| Consignes |
Recopie le texte sur le roman consacré à Sylvin Rubinstein en commençant à "Un fil rouge" et en terminant à "autre monde possible.", et remplace "Dolorès" par "Carmen".

| Texte fourni |
--------------------------------------------------
Hambourg juillet 2017, Lukas, jeune danseur androgyne, tout juste bachelier, part sur les traces de Sylvin Rubinstein, son idole, sa muse.

Sylvin Rubinstein, un danseur de flamenco qui dansa sa vie, travesti en femme dans les cabarets de Hambourg. Une vie héroïque de résistant tueur de nazis durant la seconde guerre mondiale.

Une vie que Lukas va raconter à Iva, une jeune danseuse, brûlée comme lui par la feu du Flamenco.



Un fil rouge et noir comme le drapeau nazi, la folle et intense existence de Sylvin Rubinstein va nourrir la résilience d' Iva et Lucas et ainsi donner naissance à Imperio et Dolorès, les danseurs de l' aube, symbole d' un autre monde possible.



Magnifique roman historique et contemporain, " Les danseurs de l' aube" est aussi la biographie d' un résistant oublié, une vie tragique et romanesque dans l' Europe en feu des années quarante. En miroir, Marie Charrel, brillante romanciere, mais aussi- non moins brillante- journaliste au journal Le Monde, nous parle de l'Europe d'aujourd'hui et nous met en garde, quand la bête sombre se réveille, elle se repait de tout esprit de liberté.

Un très bon cru de la rentrée de janvier qui en recèle quand même un certain nombre.
--------------------------------------------------
| Données brutes |

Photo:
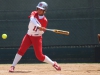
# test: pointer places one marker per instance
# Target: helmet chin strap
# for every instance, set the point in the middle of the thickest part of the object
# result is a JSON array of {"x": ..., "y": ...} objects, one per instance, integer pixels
--------------------------------------------------
| Réponse |
Un fil rouge et noir comme le drapeau nazi, la folle et intense existence de Sylvin Rubinstein va nourrir la résilience d' Iva et Lucas et ainsi donner naissance à Imperio et Carmen, les danseurs de l' aube, symbole d' un autre monde possible.